▶ _RECORDS TO PROCESS_
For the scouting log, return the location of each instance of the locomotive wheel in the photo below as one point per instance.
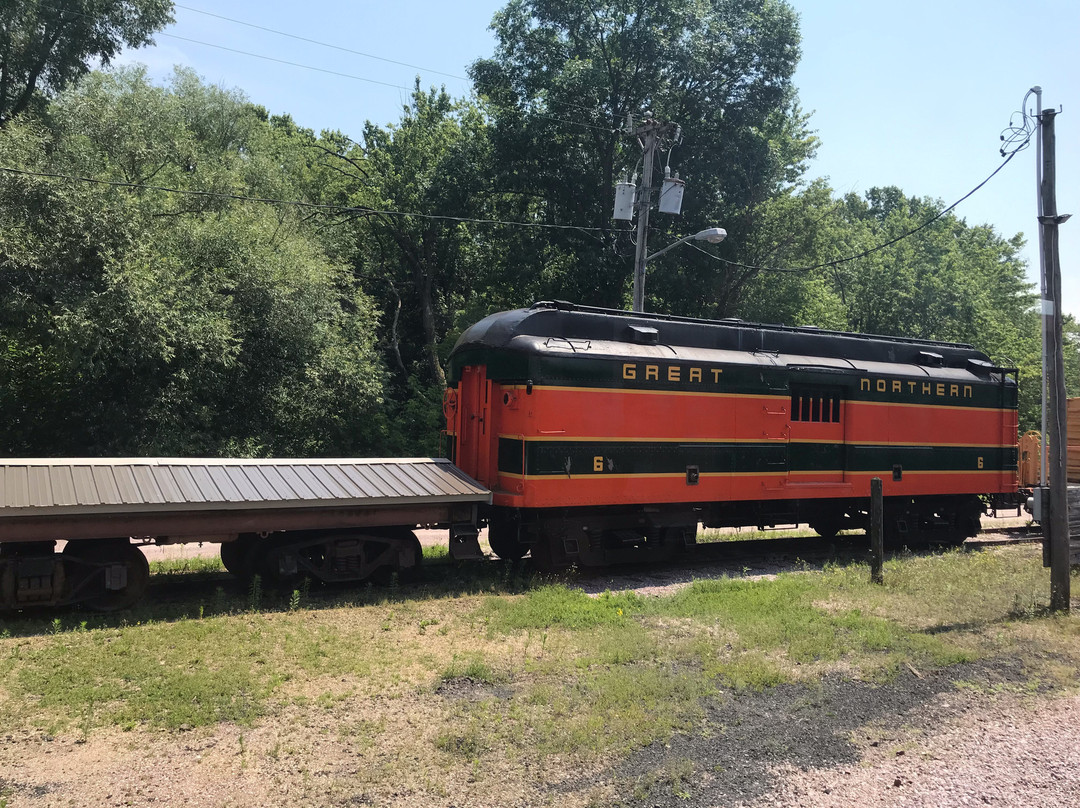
(828, 529)
(103, 554)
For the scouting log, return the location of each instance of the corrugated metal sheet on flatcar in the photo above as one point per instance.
(77, 486)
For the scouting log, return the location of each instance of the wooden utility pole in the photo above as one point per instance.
(1056, 528)
(649, 133)
(877, 532)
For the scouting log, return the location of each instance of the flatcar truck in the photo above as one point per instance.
(580, 435)
(327, 520)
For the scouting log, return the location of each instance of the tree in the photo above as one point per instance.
(564, 78)
(46, 45)
(949, 280)
(139, 322)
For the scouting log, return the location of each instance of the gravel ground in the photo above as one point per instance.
(917, 741)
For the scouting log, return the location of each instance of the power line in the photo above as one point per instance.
(294, 203)
(873, 250)
(286, 62)
(379, 58)
(323, 44)
(326, 70)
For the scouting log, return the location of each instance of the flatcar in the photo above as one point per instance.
(609, 435)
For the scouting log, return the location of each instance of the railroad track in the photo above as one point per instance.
(737, 557)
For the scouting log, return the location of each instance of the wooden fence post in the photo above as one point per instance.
(877, 532)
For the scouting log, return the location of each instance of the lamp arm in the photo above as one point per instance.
(670, 246)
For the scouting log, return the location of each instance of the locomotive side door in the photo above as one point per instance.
(818, 433)
(773, 463)
(473, 454)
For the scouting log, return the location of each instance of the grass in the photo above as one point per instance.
(540, 670)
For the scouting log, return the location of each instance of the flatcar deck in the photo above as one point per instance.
(63, 498)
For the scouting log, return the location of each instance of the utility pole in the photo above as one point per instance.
(1056, 528)
(649, 134)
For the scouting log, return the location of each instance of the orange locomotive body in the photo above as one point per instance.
(606, 434)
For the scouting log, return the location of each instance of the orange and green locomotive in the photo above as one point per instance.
(608, 435)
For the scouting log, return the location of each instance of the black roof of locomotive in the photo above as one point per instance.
(568, 321)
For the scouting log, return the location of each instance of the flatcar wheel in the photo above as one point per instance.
(412, 556)
(105, 554)
(234, 555)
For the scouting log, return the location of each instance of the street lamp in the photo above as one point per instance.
(712, 234)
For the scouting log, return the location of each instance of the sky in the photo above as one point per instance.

▶ _PROBLEM TO WORK ON_
Reproduce the data above word for word, beginning with the line that contains "the flatcar in" and ending with the last line of the data, both included.

▶ _RESPONSE TO THE EXERCISE_
For the scouting log, return the location of each instance of the flatcar in the photo above as one point per instance.
(609, 435)
For the scouting log, return the location of each instance of the railroad track in the photo above as one point per instance.
(737, 557)
For the scouting log, return the location of each instance of the wooden fence post in the photo above as one point per instance.
(877, 532)
For the scouting log, return the location of each instance of the lamp arm in the photo above as one point per instance.
(670, 246)
For the scouting log, return the location of each instance of the locomotive side door in the photo above as one point per instance.
(818, 433)
(773, 463)
(473, 454)
For the scouting log, return the location of each instance of the grass in the photo above as one point per instance.
(540, 670)
For the scouting log, return the location of each instance of the flatcar deck in the photo above as one point per instance.
(63, 498)
For the scouting log, return the location of each instance of the utility pole in the photo above as one point per instance.
(1056, 528)
(649, 134)
For the scouting log, return the location of each instance of the orange locomotive body in the photo above as one point per instance.
(606, 434)
For the scouting log, return the location of each instance of the orange and green locomotive in the photo above as one point per instance.
(608, 435)
For the scouting log, return the location of each instance of the black roof of locomotive in the photo above as one point per instance.
(568, 321)
For the scouting log, return the location of each instance of the flatcar wheel in the photo above as one point per instance.
(412, 556)
(105, 554)
(234, 555)
For the scouting log, return the location of each instance of the street lamp in the photo above as one point per instance.
(712, 234)
For the scouting log, return the location of each instance of the sky in the photo above as one point per instance.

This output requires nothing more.